(Collected data entries)
..........
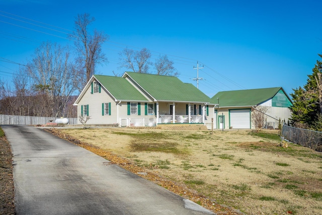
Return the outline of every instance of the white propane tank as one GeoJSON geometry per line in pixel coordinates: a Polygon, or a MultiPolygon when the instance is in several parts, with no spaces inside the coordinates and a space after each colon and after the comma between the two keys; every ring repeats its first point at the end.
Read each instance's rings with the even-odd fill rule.
{"type": "Polygon", "coordinates": [[[55,122],[57,124],[63,124],[64,125],[68,124],[68,119],[67,118],[60,118],[55,120],[55,122]]]}

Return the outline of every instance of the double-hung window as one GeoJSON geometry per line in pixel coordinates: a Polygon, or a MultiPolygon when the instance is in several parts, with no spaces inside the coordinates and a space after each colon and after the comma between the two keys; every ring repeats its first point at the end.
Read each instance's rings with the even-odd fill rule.
{"type": "Polygon", "coordinates": [[[195,115],[195,106],[194,105],[190,105],[190,114],[195,115]]]}
{"type": "Polygon", "coordinates": [[[154,114],[154,104],[153,103],[147,104],[147,114],[153,115],[154,114]]]}
{"type": "Polygon", "coordinates": [[[110,106],[111,103],[104,103],[104,115],[110,115],[110,106]]]}
{"type": "Polygon", "coordinates": [[[94,93],[100,92],[100,84],[98,82],[94,83],[94,86],[93,87],[93,91],[94,93]]]}
{"type": "Polygon", "coordinates": [[[89,105],[82,105],[82,116],[85,116],[89,115],[89,105]]]}
{"type": "Polygon", "coordinates": [[[131,102],[131,114],[137,114],[137,103],[131,102]]]}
..........
**EXERCISE AIM:** Rewrite the items above with "pixel coordinates" changed to "image coordinates" wherever it appears, keeping every other line as is. Leave the pictures out.

**THE OUTPUT:**
Return the outline of every instance of the white propane tank as one GeoJSON geometry per line in image coordinates: a Polygon, or a MultiPolygon when the instance is in several parts, with no spaces inside the coordinates and a space after each colon and after the comma between the two keys; every ring repeats its first point at the end.
Read each instance's rings with the even-odd fill rule.
{"type": "Polygon", "coordinates": [[[55,122],[57,124],[63,124],[64,125],[68,124],[68,119],[67,118],[60,118],[55,120],[55,122]]]}

Return the outline of every instance of the double-hung window as one GeoJSON geometry per line in image coordinates: a Polygon, or a MultiPolygon when the instance is in several parts, with no spaces inside the coordinates and a space after each colon and after the comma between the two keys; every ring repeats its first point at the end.
Read each instance's rings with the even-odd fill rule.
{"type": "Polygon", "coordinates": [[[195,115],[195,106],[194,105],[190,105],[190,114],[195,115]]]}
{"type": "Polygon", "coordinates": [[[154,114],[154,104],[153,103],[147,104],[147,114],[153,115],[154,114]]]}
{"type": "Polygon", "coordinates": [[[110,106],[111,103],[104,103],[104,115],[110,115],[110,106]]]}
{"type": "Polygon", "coordinates": [[[94,93],[100,92],[100,84],[98,82],[94,83],[94,86],[93,87],[93,91],[94,93]]]}
{"type": "Polygon", "coordinates": [[[89,105],[82,105],[82,116],[85,116],[89,115],[89,105]]]}
{"type": "Polygon", "coordinates": [[[131,102],[131,114],[137,114],[137,103],[131,102]]]}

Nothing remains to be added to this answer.